> [WHAT THE TASK ASKS] Print every one of the entries below word for word, leaving nothing out and changing nothing.

> [RECORD EXTRACTS]
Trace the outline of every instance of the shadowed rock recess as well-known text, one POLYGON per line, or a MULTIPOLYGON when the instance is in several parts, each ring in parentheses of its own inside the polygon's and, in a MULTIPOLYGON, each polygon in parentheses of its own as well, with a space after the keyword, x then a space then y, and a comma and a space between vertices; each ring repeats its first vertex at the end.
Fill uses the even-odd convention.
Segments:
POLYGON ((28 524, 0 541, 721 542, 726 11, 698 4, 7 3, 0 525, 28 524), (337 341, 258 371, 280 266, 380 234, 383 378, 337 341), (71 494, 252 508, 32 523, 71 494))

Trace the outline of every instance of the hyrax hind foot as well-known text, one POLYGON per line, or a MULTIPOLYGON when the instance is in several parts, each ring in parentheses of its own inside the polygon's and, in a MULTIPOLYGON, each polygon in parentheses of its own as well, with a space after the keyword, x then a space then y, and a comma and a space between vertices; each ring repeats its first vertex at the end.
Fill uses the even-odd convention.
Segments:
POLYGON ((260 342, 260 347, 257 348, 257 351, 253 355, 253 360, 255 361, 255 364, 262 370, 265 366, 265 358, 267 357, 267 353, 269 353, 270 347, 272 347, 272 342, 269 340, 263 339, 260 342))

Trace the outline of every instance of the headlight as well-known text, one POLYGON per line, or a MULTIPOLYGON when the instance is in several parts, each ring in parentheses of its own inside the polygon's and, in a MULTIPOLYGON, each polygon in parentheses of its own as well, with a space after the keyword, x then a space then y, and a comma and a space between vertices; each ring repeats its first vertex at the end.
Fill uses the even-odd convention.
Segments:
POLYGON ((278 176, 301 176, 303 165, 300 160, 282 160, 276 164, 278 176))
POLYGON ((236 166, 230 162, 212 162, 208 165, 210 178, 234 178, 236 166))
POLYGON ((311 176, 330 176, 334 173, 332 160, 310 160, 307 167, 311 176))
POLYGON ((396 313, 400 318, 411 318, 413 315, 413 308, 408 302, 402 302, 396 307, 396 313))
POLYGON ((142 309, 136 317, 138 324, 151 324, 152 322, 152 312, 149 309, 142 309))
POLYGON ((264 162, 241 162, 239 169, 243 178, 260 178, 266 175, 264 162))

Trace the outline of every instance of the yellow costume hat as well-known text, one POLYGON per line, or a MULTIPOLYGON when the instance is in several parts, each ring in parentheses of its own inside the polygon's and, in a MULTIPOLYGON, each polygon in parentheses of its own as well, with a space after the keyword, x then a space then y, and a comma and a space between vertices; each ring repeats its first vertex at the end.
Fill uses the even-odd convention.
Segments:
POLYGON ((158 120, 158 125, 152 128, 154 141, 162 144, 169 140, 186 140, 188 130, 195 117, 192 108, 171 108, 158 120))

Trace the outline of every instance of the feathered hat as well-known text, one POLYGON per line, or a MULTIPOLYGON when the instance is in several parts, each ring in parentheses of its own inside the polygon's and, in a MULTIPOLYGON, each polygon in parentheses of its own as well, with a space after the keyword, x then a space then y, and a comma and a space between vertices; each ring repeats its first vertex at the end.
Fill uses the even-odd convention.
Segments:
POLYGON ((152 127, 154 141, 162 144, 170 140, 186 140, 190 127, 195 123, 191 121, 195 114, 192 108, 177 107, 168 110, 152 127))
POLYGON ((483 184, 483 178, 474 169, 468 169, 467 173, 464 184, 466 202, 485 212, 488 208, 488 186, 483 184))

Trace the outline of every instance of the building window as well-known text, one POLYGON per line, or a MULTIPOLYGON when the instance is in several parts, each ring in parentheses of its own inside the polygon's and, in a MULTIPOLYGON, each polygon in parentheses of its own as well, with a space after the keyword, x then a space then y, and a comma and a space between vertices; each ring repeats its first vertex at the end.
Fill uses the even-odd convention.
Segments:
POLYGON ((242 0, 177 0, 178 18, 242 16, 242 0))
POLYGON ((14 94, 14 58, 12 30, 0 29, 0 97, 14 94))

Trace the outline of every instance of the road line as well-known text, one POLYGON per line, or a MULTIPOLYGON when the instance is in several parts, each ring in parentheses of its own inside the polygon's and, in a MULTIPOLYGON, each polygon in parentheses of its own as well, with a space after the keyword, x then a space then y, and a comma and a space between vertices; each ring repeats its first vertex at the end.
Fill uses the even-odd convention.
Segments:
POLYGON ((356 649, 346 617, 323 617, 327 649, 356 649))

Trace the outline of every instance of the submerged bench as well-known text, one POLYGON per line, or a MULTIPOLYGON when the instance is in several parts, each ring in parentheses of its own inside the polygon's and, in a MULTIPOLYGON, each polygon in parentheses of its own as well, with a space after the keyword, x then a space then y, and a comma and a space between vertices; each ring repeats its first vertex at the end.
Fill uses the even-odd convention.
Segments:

> [THE REPLY]
Trace the outline of every instance of the shadowed rock recess as well-known text, one POLYGON per line, or a MULTIPOLYGON when the instance is in several parts, each ring in parentheses of its own inside the polygon's and, in a MULTIPOLYGON, each polygon in parentheses of its own as well, with a space after the keyword, x then a space then y, and a comma and a space between vertices; each ring repeats its first vertex at the end.
Fill uses the even-odd convention.
Segments:
POLYGON ((28 524, 0 541, 721 542, 726 11, 698 4, 7 3, 0 525, 28 524), (337 341, 258 371, 280 266, 380 234, 383 378, 337 341), (71 494, 252 508, 32 523, 71 494))

Trace the outline of every instance of the hyrax hind foot as well-known text, one POLYGON per line, or a MULTIPOLYGON when the instance is in several parts, each ring in parentheses of its own inside the polygon's and, in a MULTIPOLYGON, each polygon in parentheses of its own as well, with a space after the keyword, x then a space then y, and a comma and a space between vertices; each ring repeats its first vertex at the end.
Fill uses the even-odd convention.
Segments:
POLYGON ((260 342, 260 347, 257 348, 257 351, 253 355, 253 360, 255 361, 255 364, 262 370, 265 366, 265 358, 267 357, 267 353, 269 353, 270 347, 272 347, 272 342, 269 340, 263 339, 260 342))

Trace the outline of every instance of the headlight as well-known text, one POLYGON per line, or a MULTIPOLYGON when the instance is in several parts, each ring in parentheses of its own inside the polygon's and, in a MULTIPOLYGON, each polygon in parentheses of its own as well, with a space after the keyword, x then a space then y, and a comma and a space between vertices; each ring repeats its first vertex at the end.
Fill uses the even-odd convention.
Segments:
POLYGON ((278 176, 301 176, 303 165, 300 160, 282 160, 276 164, 278 176))
POLYGON ((236 166, 230 162, 212 162, 208 165, 210 178, 234 178, 236 166))
POLYGON ((311 176, 330 176, 334 173, 332 160, 310 160, 307 167, 311 176))
POLYGON ((396 313, 400 318, 411 318, 413 315, 413 308, 408 302, 402 302, 396 307, 396 313))
POLYGON ((142 309, 136 317, 138 324, 151 324, 152 322, 152 312, 149 309, 142 309))
POLYGON ((264 162, 241 162, 239 169, 243 178, 260 178, 266 175, 264 162))

Trace the outline of every instance of the yellow costume hat as well-known text, one POLYGON per line, or a MULTIPOLYGON when the instance is in several parts, each ring in parentheses of its own inside the polygon's and, in a MULTIPOLYGON, each polygon in parentheses of its own as well, with a space after the keyword, x then a space then y, and a comma and a space between vertices; each ring repeats its first vertex at the end.
Fill uses the even-odd convention.
Segments:
POLYGON ((158 120, 158 125, 152 128, 154 141, 162 144, 169 140, 186 140, 188 130, 195 117, 192 108, 171 108, 158 120))

Trace the outline of every instance of the feathered hat as well-known text, one POLYGON per line, or a MULTIPOLYGON when the instance is in several parts, each ring in parentheses of its own inside the polygon's and, in a MULTIPOLYGON, each polygon in parentheses of its own as well, with a space after the keyword, x then a space then y, and a comma and a space between vertices; each ring repeats its first vertex at the end.
Fill uses the even-odd convention.
Segments:
POLYGON ((152 127, 154 141, 162 144, 170 140, 186 140, 190 127, 195 123, 191 121, 195 114, 192 108, 177 107, 168 110, 152 127))
POLYGON ((483 184, 483 178, 474 169, 468 169, 467 173, 464 184, 466 202, 485 212, 488 208, 488 186, 483 184))

Trace the outline of every instance of the building window as well-known text, one POLYGON per line, or a MULTIPOLYGON when the instance is in several parts, each ring in parentheses of its own inside the polygon's and, in a MULTIPOLYGON, each polygon in parentheses of its own as well, with a space after the keyword, x then a space then y, and a comma and a space between vertices; each ring repeats its first vertex at the end.
Fill uses the even-odd convention.
Segments:
POLYGON ((242 0, 177 0, 178 18, 242 16, 242 0))
POLYGON ((14 94, 14 58, 12 30, 0 29, 0 97, 14 94))

Trace the outline of every instance of the road line as well-known text, one POLYGON per line, or a MULTIPOLYGON when the instance is in several parts, each ring in parentheses of its own inside the polygon's and, in a MULTIPOLYGON, each polygon in parentheses of its own as well, with a space after the keyword, x then a space then y, and a comma and a space between vertices; each ring repeats its first vertex at the end.
Fill uses the even-odd convention.
Segments:
POLYGON ((356 649, 346 617, 323 617, 327 649, 356 649))

Trace the outline of every instance of the submerged bench as well-known text, one POLYGON per line, or a MULTIPOLYGON when the instance is in several parts, each ring in parentheses of its own inside the polygon's and, in a MULTIPOLYGON, each polygon in parentheses of its own as well, with a space after the keyword, x then a space then y, and a comma and a space between vertices; each ring repeats its first vertex at the end.
Fill uses the even-odd convention.
Segments:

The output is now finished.